(Photo object pointing records)
>> Start

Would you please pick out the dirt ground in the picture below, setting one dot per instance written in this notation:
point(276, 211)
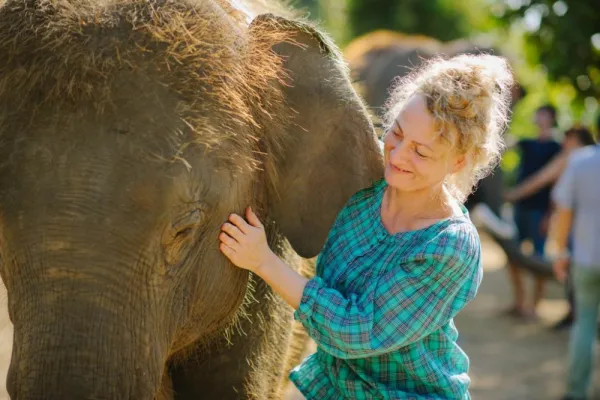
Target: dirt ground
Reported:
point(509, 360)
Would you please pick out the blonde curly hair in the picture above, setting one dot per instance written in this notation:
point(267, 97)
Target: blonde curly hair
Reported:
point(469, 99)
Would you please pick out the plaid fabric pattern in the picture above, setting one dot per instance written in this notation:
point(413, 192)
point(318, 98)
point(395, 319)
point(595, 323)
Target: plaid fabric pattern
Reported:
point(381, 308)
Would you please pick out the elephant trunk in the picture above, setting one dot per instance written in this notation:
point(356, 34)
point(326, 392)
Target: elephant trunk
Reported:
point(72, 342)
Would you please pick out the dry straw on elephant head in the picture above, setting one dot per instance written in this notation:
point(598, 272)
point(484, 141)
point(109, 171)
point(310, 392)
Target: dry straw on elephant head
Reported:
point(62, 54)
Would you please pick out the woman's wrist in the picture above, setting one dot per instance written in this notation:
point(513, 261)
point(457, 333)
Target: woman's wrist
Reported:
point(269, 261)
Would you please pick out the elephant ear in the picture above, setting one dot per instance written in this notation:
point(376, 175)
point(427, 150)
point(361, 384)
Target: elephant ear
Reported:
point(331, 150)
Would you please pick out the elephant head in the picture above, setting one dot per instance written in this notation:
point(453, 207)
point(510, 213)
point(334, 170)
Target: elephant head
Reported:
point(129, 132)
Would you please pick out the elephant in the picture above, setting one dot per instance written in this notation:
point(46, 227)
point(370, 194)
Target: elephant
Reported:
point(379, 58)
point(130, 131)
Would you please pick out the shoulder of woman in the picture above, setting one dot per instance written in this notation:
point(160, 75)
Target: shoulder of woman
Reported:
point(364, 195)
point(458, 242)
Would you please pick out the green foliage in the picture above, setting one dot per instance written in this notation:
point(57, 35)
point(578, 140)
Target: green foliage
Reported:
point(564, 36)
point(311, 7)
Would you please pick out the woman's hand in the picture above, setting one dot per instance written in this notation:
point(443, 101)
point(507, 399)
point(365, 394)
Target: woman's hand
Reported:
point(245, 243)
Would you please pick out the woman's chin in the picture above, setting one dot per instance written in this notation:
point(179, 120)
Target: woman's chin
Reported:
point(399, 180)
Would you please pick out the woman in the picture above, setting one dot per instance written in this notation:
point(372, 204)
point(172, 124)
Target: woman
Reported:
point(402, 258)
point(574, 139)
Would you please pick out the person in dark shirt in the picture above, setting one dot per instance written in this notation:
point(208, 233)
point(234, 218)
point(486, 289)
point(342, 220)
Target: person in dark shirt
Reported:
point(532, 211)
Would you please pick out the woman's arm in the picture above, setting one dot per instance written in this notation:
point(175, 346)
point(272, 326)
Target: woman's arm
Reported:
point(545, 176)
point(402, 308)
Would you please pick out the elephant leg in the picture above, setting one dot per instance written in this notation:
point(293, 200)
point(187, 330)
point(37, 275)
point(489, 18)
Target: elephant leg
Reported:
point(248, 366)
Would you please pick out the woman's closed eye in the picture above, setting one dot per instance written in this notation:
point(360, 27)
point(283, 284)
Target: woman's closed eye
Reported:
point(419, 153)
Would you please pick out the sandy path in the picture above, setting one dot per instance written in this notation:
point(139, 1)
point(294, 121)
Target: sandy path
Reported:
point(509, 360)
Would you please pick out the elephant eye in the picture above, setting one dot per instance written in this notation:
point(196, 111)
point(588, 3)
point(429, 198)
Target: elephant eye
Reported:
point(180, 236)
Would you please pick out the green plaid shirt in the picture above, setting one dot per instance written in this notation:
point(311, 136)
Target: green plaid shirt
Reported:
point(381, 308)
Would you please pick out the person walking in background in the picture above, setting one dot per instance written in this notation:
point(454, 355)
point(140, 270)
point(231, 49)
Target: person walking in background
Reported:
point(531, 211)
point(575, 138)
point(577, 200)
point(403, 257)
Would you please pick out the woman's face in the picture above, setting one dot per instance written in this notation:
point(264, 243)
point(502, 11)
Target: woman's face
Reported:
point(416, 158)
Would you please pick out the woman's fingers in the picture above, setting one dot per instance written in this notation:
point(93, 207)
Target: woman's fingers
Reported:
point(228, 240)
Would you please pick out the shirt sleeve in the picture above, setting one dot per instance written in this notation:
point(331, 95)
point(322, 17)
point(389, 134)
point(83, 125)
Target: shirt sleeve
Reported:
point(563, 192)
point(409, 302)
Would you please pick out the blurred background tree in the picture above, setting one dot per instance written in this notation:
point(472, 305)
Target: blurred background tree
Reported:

>> End

### WHAT TO WORK ON
Could you turn these lines into a numbered list covering all the records, skipping blank lines and leaving the pictures out?

### REPLY TO THE TASK
1. Would you please pick out the dirt ground in the picture below, setting one dot per instance written in this notation:
2. point(276, 211)
3. Target: dirt ground
4. Reported:
5. point(509, 360)
6. Would you please pick out the blonde curly hair in the picture above, setting one dot per instance written in this notation:
7. point(267, 97)
8. Target: blonde curly hair
9. Reported:
10. point(469, 99)
11. Would you please pick out the plaid fabric pattern in the picture above, setting one dot per instance written in this notation:
12. point(413, 192)
13. point(318, 98)
14. point(395, 319)
15. point(595, 323)
16. Target: plaid fabric pattern
17. Reported:
18. point(381, 308)
19. Would you please pick out the elephant trunk in the picture above, setting one dot per instance written in this notation:
20. point(356, 34)
21. point(326, 392)
22. Target: elephant trunk
23. Reported:
24. point(72, 342)
25. Would you please pick out the dry straw on elephant head in the picture above, setting one dot per instance written in this notation:
26. point(598, 272)
27. point(484, 141)
28. point(109, 171)
29. point(310, 392)
30. Target: dry straw on elephant head
31. Reported:
32. point(62, 54)
33. Would you please pick out the woman's wrist in the picture above, setting one dot per instance written in this notation:
34. point(513, 261)
35. point(457, 333)
36. Target: woman's wrist
37. Reported:
38. point(269, 261)
39. Would you please pick out the elephant ear in the picture above, setting one dot per instance written in this notation:
40. point(376, 175)
41. point(427, 150)
42. point(361, 384)
43. Target: elephant ear
44. Reported:
45. point(331, 150)
46. Would you please pick out the elephant head in the picture above, setting one dot per instance written in this notation:
47. point(453, 207)
48. point(510, 213)
49. point(334, 170)
50. Target: elephant head
51. Reported:
52. point(129, 132)
53. Would you please pick out the elephant in the picture above, setting one dot per instance written in this notation:
54. point(46, 227)
55. point(370, 194)
56. Target: elephant
57. Reported:
58. point(379, 58)
59. point(130, 131)
60. Would you please pick out the shoulder of woman in the picture above, setting one dot per instance written in this notation:
61. point(160, 75)
62. Target: shoulder of woman
63. Reported:
64. point(364, 195)
65. point(458, 242)
66. Would you please pick out the green foliage in the picture above, setting one dot per instance written in this notation:
67. point(57, 35)
68. point(578, 140)
69. Target: green foliage
70. Reported:
71. point(564, 36)
72. point(311, 7)
73. Would you please pick out the woman's hand in the picture above, setting one dot per instance written in this notation:
74. point(443, 101)
75. point(507, 399)
76. point(365, 394)
77. Target: woman's hand
78. Reported:
79. point(245, 243)
80. Would you please pick out the woman's chin in the picture above, setting one dot per instance written in this notation:
81. point(179, 120)
82. Target: woman's chin
83. Reported:
84. point(399, 180)
85. Would you please pick out the woman in the picture above, setting one dot per instance written in this notation:
86. point(372, 204)
87. point(172, 124)
88. Target: woman
89. Reported:
90. point(402, 258)
91. point(574, 139)
92. Would you please pick out the person in dark shirt in the picture above, setting one dot per instance written in this notation:
93. point(208, 233)
94. point(234, 218)
95. point(486, 289)
96. point(342, 220)
97. Target: person in dark shirt
98. Reported:
99. point(532, 211)
100. Would you please pick out the woman's arm in the picture above, setting one dot per instance written in this notation:
101. point(175, 346)
102. point(272, 326)
103. Target: woman's arm
104. Reported:
105. point(545, 176)
106. point(402, 308)
107. Would you please pick out the elephant leg in the picture above, setting one dot per instance written in this notation:
108. point(293, 200)
109. point(187, 330)
110. point(37, 275)
111. point(489, 18)
112. Target: elephant leg
113. Reported:
114. point(248, 366)
115. Would you please pick out the woman's closed eye in the picture above, setting one dot per instance written in this notation:
116. point(360, 27)
117. point(283, 284)
118. Target: woman's closed eye
119. Reported:
120. point(419, 153)
121. Would you please pick out the sandy path in the picture above, setting one dot per instance written in this notation:
122. point(139, 1)
123. point(294, 121)
124. Target: sandy path
125. Reported:
126. point(509, 360)
127. Would you please pick out the elephant eye in the picture above, setting one dot per instance written in this notation:
128. point(196, 111)
129. point(588, 3)
130. point(429, 198)
131. Target: elephant eye
132. Reported:
133. point(180, 236)
134. Would you please pick out the green plaid shirt in the picture above, setting one dot per instance written in this notation:
135. point(311, 136)
136. Target: green plaid shirt
137. Reported:
138. point(381, 308)
139. Would you please pick out the person walking in background in the picture above, setting one dot per instance written in this notation:
140. point(454, 355)
141. point(140, 270)
142. point(231, 49)
143. Target: person walking in background
144. Reported:
145. point(531, 211)
146. point(575, 138)
147. point(577, 200)
148. point(403, 257)
149. Would you please pick out the woman's face in the picture above, setting one dot per instance written in this notation:
150. point(264, 243)
151. point(502, 11)
152. Target: woman's face
153. Reported:
154. point(416, 158)
155. Would you please pick out the woman's fingers in the picture above, setting one dot per instance written in this notation:
156. point(93, 207)
157. Target: woman's fingers
158. Reported:
159. point(228, 240)
160. Would you please pick out the shirt sleeve in the picture above, setting one dot per instance written in this notation:
161. point(331, 95)
162. point(322, 17)
163. point(389, 134)
164. point(83, 125)
165. Target: shirt sleeve
166. Reported:
167. point(563, 192)
168. point(409, 302)
169. Would you please pick out the blurred background tree in the picture above, setting one dot per instance written in this notation:
170. point(472, 305)
171. Target: blurred background tree
172. Reported:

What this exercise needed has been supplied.